Section 7.01. Waiver of Subrogation, Etc.

Each Company and the Issuer hereby agrees that (i) the subrogation rights of Financial Guaranty in respect of any amounts paid by Financial Guaranty to the Holders under the Policy shall take priority over the subrogation rights of the Companies set forth in the Guarantees or as a party that is jointly and severally obligated hereunder, and (ii) neither the Issuer nor any Company shall, without the written consent of Financial Guaranty, be entitled to enforce or to receive any payments arising out of or based upon its right of subrogation set forth in the Guarantee or as a party hereunder until the principal of and interest on, and any Redemption Price with respect to, all IQ Notes and any Reimbursement Obligations shall have been paid in full or payment thereof shall have been provided for to the satisfaction of Financial Guaranty and all other obligations (including, without limitation, any other payment obligations) contained in the IQ Notes, the Guarantees, the Indenture and this Insurance Agreement shall have been performed. If any amount shall be paid to the Issuer or any Company in violation of the preceding sentence and all amounts payable under this Insurance Agreement and in respect of the IQ Notes shall not have been paid in full, such amount shall be deemed to have been paid to the Issuer or such Guarantor for the benefit of, and held in trust for the benefit of, the Holders or the Insurer, as the case may be, and shall forthwith be paid to the Trustee for the benefit of the Holders or Insurer, respectively, to be credited and applied upon such amounts. The Issuer and each Company acknowledges that it will receive direct and indirect benefits from the issuance of the Policy and IQ Notes.

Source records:
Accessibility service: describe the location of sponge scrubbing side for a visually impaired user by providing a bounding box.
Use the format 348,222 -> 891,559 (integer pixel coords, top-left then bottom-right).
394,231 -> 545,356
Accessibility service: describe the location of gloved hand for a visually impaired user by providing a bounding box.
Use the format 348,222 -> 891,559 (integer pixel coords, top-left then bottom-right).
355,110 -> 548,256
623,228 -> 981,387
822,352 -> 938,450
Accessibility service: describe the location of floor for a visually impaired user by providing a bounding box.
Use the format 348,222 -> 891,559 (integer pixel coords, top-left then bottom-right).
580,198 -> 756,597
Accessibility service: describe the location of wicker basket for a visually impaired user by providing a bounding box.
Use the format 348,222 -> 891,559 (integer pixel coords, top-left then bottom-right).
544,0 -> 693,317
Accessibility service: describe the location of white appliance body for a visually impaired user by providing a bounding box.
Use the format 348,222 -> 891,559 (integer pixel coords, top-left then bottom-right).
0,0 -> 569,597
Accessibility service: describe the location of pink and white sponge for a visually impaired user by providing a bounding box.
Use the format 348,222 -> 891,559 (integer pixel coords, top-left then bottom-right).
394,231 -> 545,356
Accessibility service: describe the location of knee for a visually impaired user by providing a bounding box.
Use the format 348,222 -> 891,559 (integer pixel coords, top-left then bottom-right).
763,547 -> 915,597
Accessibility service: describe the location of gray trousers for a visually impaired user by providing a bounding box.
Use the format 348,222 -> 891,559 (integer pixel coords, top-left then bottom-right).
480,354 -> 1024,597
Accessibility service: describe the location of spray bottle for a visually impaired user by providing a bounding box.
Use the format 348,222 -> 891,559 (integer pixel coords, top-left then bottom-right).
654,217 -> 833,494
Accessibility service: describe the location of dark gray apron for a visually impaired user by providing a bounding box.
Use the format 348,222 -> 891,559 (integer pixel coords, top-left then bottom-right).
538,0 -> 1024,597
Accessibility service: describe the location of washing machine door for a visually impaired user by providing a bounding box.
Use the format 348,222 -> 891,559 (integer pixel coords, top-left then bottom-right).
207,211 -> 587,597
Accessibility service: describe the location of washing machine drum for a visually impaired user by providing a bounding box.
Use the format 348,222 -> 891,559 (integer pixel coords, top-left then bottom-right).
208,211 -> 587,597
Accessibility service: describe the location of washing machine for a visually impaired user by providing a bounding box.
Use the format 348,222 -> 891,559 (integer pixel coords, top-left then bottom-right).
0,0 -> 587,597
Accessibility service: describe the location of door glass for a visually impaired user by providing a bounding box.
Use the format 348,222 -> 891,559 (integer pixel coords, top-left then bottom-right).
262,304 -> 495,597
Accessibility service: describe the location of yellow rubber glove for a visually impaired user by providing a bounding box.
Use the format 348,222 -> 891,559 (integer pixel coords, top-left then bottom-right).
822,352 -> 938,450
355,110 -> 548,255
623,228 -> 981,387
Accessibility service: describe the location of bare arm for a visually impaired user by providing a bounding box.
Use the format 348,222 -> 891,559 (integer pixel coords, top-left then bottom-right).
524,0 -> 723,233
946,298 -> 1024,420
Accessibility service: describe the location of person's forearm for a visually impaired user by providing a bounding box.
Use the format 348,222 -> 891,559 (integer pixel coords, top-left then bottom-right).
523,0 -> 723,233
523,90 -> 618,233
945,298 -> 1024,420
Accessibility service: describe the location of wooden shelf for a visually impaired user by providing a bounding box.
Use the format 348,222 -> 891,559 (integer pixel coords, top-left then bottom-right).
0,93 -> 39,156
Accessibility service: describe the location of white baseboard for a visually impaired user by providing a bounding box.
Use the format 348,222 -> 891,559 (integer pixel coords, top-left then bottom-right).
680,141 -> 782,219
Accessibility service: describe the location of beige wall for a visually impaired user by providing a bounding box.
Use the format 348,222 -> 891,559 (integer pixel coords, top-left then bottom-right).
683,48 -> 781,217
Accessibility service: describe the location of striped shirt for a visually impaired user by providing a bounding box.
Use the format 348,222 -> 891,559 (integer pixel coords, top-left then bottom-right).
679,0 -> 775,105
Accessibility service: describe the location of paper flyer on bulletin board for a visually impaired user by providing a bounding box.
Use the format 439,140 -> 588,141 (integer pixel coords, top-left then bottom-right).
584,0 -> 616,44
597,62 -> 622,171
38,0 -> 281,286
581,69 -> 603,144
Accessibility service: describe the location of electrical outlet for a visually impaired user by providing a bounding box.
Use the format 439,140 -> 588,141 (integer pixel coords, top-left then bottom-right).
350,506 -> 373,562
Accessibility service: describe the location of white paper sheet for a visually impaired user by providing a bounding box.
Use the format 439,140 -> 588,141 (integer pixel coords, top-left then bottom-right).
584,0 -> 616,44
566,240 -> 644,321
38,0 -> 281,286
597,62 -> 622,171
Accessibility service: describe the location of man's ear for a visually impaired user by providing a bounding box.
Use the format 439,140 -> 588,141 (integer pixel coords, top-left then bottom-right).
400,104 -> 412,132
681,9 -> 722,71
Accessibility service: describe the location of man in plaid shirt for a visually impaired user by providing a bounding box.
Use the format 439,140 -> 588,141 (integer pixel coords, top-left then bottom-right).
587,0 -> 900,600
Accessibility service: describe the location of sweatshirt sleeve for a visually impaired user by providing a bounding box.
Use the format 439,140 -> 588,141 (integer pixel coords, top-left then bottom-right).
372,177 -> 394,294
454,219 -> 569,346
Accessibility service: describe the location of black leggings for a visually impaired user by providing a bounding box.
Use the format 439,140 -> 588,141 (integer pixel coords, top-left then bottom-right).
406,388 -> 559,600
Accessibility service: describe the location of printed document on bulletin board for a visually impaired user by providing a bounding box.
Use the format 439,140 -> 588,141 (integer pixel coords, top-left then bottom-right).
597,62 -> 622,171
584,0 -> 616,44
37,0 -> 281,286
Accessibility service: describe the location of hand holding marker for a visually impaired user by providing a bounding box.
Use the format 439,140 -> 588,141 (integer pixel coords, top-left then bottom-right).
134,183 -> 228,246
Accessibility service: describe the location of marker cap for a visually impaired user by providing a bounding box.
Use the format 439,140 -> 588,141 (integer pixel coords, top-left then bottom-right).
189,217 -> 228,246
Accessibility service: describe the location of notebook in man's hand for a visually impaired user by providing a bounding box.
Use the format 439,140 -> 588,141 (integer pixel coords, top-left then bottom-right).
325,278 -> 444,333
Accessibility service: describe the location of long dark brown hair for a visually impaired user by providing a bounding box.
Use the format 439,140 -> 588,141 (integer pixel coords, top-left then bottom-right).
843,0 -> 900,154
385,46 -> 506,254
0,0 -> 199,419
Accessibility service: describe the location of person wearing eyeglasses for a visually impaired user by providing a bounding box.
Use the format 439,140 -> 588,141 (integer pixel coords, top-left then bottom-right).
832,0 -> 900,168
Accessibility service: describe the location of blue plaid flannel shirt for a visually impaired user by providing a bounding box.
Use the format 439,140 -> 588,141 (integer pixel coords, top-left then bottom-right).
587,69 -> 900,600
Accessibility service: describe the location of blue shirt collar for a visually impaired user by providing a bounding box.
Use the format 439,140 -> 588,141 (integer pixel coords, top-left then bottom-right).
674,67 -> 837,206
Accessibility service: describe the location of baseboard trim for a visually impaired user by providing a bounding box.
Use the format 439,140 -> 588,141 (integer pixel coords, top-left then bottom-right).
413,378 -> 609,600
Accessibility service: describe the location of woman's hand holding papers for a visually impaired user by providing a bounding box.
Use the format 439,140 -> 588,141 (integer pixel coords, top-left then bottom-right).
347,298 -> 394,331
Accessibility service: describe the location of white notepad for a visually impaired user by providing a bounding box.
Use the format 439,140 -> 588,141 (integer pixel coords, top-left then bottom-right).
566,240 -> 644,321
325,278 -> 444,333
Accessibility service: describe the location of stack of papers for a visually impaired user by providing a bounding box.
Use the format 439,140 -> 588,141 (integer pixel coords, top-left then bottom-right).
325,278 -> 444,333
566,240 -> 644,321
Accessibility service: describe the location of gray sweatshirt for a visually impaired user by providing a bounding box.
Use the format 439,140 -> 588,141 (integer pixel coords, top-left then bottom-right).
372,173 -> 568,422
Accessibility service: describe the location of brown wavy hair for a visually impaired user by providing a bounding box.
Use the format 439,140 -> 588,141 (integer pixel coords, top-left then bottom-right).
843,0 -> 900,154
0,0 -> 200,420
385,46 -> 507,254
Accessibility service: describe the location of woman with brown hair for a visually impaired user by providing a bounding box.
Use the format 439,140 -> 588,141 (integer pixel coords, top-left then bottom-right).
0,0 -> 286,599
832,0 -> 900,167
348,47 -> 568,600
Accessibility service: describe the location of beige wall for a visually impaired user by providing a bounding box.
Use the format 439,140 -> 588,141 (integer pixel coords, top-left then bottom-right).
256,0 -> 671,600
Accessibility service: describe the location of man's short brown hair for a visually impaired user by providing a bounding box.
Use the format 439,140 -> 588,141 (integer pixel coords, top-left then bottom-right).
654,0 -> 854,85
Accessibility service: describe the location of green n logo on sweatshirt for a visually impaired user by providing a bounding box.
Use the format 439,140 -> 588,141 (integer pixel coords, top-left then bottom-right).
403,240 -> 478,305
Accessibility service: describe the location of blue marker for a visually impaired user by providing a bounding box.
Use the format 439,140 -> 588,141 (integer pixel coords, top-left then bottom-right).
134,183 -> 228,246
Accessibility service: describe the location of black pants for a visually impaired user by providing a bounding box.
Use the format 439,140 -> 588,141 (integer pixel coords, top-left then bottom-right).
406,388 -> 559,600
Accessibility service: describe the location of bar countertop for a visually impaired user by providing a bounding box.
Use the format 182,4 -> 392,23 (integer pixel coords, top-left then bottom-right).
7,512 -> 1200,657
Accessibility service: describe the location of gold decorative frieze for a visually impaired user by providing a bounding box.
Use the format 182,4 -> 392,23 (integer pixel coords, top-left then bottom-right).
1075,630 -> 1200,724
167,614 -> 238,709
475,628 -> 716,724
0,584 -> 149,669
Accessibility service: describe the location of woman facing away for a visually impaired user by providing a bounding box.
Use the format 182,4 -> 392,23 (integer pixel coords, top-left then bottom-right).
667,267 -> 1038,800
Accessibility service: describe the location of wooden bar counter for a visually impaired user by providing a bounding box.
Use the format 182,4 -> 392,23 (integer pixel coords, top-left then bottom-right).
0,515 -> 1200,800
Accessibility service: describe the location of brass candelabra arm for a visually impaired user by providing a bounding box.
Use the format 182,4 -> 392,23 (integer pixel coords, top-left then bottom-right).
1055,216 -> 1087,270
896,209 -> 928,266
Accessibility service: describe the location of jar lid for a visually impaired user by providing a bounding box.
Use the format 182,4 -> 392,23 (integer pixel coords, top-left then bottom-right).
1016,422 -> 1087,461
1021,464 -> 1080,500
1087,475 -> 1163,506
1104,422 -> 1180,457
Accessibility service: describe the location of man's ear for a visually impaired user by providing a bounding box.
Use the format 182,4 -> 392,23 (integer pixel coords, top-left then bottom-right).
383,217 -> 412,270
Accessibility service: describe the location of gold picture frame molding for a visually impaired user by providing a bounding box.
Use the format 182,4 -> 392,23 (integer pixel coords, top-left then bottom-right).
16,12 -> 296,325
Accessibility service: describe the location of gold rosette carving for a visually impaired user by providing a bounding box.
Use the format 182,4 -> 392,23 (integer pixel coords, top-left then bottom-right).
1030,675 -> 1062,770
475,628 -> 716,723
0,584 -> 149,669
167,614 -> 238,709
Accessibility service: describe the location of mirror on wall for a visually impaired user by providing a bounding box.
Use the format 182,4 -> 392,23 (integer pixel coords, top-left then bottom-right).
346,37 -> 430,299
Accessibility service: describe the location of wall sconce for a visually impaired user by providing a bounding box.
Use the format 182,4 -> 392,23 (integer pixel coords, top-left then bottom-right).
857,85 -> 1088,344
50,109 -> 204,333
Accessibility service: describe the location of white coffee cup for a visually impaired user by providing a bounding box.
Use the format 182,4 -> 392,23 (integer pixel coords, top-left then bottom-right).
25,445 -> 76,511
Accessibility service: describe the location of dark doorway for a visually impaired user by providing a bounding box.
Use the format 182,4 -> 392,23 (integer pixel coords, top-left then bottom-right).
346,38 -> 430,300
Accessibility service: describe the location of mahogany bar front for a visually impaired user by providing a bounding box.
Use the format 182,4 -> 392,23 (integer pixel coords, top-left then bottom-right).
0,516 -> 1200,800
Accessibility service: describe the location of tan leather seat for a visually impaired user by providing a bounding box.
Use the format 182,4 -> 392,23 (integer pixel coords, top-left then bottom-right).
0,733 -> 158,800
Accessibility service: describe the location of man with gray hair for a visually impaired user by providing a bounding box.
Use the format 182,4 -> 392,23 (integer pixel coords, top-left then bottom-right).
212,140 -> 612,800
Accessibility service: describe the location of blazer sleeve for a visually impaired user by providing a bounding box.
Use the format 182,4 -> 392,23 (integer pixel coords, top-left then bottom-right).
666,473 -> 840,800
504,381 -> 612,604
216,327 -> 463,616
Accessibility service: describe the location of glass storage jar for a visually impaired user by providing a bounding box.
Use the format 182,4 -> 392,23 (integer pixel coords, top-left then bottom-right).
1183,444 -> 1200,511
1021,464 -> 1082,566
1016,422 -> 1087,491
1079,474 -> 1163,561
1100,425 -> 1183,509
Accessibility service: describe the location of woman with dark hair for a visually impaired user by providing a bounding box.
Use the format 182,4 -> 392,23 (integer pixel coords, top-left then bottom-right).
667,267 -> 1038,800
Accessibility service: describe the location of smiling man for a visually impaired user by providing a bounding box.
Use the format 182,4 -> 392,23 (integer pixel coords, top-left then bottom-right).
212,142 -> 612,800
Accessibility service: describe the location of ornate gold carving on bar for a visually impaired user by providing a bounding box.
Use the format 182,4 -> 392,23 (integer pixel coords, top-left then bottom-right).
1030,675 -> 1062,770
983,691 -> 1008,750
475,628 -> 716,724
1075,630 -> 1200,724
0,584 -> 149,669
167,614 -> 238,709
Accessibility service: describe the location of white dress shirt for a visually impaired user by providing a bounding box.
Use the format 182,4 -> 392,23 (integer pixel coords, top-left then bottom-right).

Task prompt:
Pick up the clause on waiver of subrogation after its final sentence and extend it by writing the next part.

Written answer:
Notwithstanding anything to the contrary in the Transaction Documents, if following any payment by the Issuer or any Company to the Holders of the IQ Notes of the principal, Redemption Price or interest in respect of the IQ Notes or to Financial Guaranty of any amounts due hereunder or in respect of the Policy, it is determined by a final decision of a court of competent jurisdiction that such payment shall be avoided by a trustee in bankruptcy (including any debtor-in-possession) as a preference under 11 U.S.C. Section 547 and such payment is returned by such Holder or Financial Guaranty to such trustee in bankruptcy, then the obligations of the Issuer and the Companies under the Indenture, the IQ Notes and this Insurance Agreement shall remain in full force and effect to the extent of such repayment.

Notwithstanding anything to the contrary contained herein, the obligations of the Issuer and each Company hereunder, shall be, and hereby are, limited to the maximum amount that may be payable by the Issuer or the applicable Company without rendering this Insurance Agreement, as it relates to Issuer or such Company, voidable under any applicable law relating to fraudulent conveyance, fraudulent transfer or similar laws affecting the rights of creditors generally.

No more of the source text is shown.